Please copy every one of the items below word for word, keeping each line as it appears.

++++ MATERIAL SUPPLIED ++++

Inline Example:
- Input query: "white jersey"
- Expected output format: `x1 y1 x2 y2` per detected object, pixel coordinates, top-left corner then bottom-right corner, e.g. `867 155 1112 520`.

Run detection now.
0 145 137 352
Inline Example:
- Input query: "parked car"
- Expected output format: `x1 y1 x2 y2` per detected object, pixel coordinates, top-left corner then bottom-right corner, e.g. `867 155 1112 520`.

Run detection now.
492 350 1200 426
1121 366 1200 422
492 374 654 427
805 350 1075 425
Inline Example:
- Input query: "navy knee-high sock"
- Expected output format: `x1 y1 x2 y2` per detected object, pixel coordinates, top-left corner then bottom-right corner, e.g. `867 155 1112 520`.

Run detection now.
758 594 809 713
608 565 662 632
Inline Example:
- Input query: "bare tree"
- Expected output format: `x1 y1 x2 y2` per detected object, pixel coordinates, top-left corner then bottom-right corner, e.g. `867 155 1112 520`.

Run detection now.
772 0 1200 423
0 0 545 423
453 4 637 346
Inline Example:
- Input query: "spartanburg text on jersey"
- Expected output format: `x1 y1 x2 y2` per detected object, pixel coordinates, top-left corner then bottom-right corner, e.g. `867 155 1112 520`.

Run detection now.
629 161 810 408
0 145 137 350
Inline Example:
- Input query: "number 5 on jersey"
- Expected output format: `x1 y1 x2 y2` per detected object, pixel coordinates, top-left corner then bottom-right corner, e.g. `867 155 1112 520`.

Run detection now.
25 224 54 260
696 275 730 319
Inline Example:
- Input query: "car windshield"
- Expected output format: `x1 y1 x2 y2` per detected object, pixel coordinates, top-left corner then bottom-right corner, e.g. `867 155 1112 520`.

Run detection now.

++++

### ANSWER
Inline Example:
- Input query: "white jersey"
- Expected output format: `x1 y1 x2 y2` per detected object, pixel coordinates, top-left corner then bottom-right corner, e.g. `867 155 1112 520`.

Run detection now.
0 145 137 352
Inline Example:
- Input query: "parked car"
- Expected output format: `x1 y1 x2 y2` per detected object, pixel coordinates, top-left corner then bottom-right corner, e.g. `867 155 1112 520`.

Run detection now.
492 350 1200 426
1121 366 1200 422
492 374 654 427
805 350 1075 425
Inline Example:
- Input query: "navy knee-high sock"
- Expected output format: `x1 y1 x2 y2` per detected object, pixel coordinates, top-left corner then bottom-right corner, e.g. `867 155 1112 520`.

Run detection now.
758 594 809 713
608 565 662 632
Inline Example:
- Input query: "bare tree"
- Expected output format: `x1 y1 x2 y2` per detected object, pixel coordinates, top-left corner then bottom-right corner, e.g. `867 155 1112 520`.

Run detection now.
772 0 1200 423
0 0 545 423
453 4 637 346
Inline Example:
- Input query: "spartanburg text on jersey"
- Expected output format: `x1 y1 x2 y2` per detected object, pixel coordinates, top-left corner then bottom-right corner, e.g. `867 155 1112 520`.

Run detection now.
629 161 810 408
0 145 137 350
Inline Example:
- Input query: "number 5 on jersey"
- Expected output format: `x1 y1 x2 y2` per detected object, pixel coordinates, top-left corner then bottom-right corner, e.g. `867 155 1112 520`.

Run detection now.
25 224 54 260
696 275 730 319
Inline Example:
- Input query: "car windshield"
- Expected output format: `x1 y1 x2 y2` per detected object, pixel coordinates, top-left corner then bottom-right corner, e.g. `867 155 1112 520`.

Run detection now.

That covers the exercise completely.